## Texto de lectura
------------------------

La fortuna (y la ludopatía) quiso que Chico fuera asiduo a las partidas de bridge organizadas por Irving Thalberg, el prodigio de la Metro, yerno y mano derecha del todopoderoso Louis B. Mayer. Cuentan las malas lenguas que las deudas de juego de Chico superaban con creces las posibilidades de hacerles frente. Fuera porque Chico convenciera a Thalberg de que la única forma de recuperar su dinero era darle trabajo o porque el ambicioso productor tuviera planes para fundar su propio estudio y quisiera empezar a fichar a estrellas, lo cierto es que, pese a la oposición de Mayer, que siempre manifestó cierta aversión hacia los Marx, éstos firmaron con la Metro, el mayor estudio de Hollywood, que se jactaba de tener “más estrellas que el firmamento” en sus instalaciones de Culver City.

El diagnóstico de Thalberg respecto a la pérdida de popularidad de los Marx fue rotundo: el público femenino no aceptaba su virulencia y su anarquía. Sus personajes, demasiado enloquecidos, resultaban antipáticos. “En una película no hacen falta tantas risas”, sentenciaba Thalberg. “Yo haré con vosotros una película que provocará la mitad de risas… y será el doble de buena que Sopa de ganso”.

Así se gestó Una noche en ópera, en la que los tres hermanos (Zeppo y Gummo habían abandonado ya la congregación marxiana) iniciaron su periplo junto a Thalberg. “El humor es una continua batalla contra la homogeneización”, manifestaba Groucho en su estupenda Memorias de un amante sarnoso. Es posible que en sus films para la Paramount habían repetido en exceso  los mismos trucos, el mismo sentimiento anárquico, el mismo “nonsense”. Por ello, su unión con la Metro, a pesar de limar las asperezas de su extravagancia humorística, les dio nuevos aires.

La renovación de los Marx llevó consigo mucha polémica. Para muchos, el hacerse tiernos, el renunciar a su humor libertario, el admitir los condicionamientos artísticos de Thalberg, les hizo perder parte de su identidad y su genio. De no existir esta película todo ello podría ser cierto, pero Una noche en la ópera es una obra redonda. Los números musicales son extraordinarios, el ritmo, aunque algo más lento de lo habitual en los Marx, tiene la cadencia justa para permitirnos la carcajada; los personajes secundarios son los mejores definidos de toda su carrera; el guión es, por primera vez y gracias a George Kaufman, una historia concreta y coherente, y los diálogos, de Morrie Ryskind,  se ajustan perfectamente a esa acracia tan característica del genial humor de estos artistas de vodevil. Por si fuera poco, Una noche en la ópera contiene la que para mí es la mejor escena cómica de la historia del cine, la de ese camarote inundado de chiflados personajes cada cual dedicado a su personal y estrambótico quehacer.

------------------------

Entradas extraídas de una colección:
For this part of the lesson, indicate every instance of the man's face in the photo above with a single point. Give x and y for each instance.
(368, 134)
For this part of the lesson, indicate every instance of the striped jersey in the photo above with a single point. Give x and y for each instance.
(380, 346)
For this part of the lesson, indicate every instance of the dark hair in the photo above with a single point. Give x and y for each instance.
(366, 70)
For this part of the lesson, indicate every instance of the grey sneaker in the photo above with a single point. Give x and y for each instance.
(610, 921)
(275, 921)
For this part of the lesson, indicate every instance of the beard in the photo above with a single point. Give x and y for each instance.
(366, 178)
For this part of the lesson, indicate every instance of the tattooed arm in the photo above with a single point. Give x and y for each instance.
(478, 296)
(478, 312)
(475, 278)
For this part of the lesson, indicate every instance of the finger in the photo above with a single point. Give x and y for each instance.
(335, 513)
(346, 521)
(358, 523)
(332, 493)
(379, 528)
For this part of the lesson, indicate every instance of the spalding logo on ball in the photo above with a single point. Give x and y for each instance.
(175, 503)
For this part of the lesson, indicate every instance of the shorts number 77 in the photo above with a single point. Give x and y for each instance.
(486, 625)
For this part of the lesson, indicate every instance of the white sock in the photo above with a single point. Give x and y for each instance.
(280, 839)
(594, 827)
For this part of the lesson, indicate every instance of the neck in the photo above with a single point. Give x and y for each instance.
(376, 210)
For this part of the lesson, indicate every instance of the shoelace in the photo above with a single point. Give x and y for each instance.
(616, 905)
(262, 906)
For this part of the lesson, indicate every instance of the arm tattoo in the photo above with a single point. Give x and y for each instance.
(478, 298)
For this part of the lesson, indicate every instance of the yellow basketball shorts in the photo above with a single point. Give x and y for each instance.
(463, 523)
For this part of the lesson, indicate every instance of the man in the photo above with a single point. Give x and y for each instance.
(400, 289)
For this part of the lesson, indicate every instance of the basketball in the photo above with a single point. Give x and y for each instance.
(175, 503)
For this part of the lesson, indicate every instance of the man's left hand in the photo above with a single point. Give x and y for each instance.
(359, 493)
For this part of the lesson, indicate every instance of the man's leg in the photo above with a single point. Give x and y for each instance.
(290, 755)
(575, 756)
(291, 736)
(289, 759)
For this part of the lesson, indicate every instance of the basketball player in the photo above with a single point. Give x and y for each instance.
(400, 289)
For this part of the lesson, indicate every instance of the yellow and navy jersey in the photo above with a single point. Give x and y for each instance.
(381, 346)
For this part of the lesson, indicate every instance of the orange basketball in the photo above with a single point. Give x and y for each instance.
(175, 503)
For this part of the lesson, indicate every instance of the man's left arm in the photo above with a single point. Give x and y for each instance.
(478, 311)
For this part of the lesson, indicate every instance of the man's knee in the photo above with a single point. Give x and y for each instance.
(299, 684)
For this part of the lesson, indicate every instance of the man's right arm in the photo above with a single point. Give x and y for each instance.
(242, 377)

------------------------

## Enunciado 1
Responde a partir del texto sobre los hermanos Marx:
(a) ¿A qué juego eran las partidas organizadas por Irving Thalberg a las que acudía Chico?
(b) Según el diagnóstico de Thalberg, ¿qué público no aceptaba la virulencia y la anarquía de los Marx?
(c) ¿De quién son los diálogos de Una noche en la ópera?
## Enunciado 2
Repite sin cambios las líneas de los registros, empezando por la que contiene "the man's knee" y terminando en la última línea de los registros, ambas incluidas.
El texto y los registros son materiales independientes entre sí.

## Respuesta correcta 1
(a) Al bridge.
(b) El público femenino.
(c) De Morrie Ryskind.

## Respuesta correcta 2
For this part of the lesson, indicate every instance of the man's knee in the photo above with a single point. Give x and y for each instance.
(299, 684)
For this part of the lesson, indicate every instance of the man's right arm in the photo above with a single point. Give x and y for each instance.
(242, 377)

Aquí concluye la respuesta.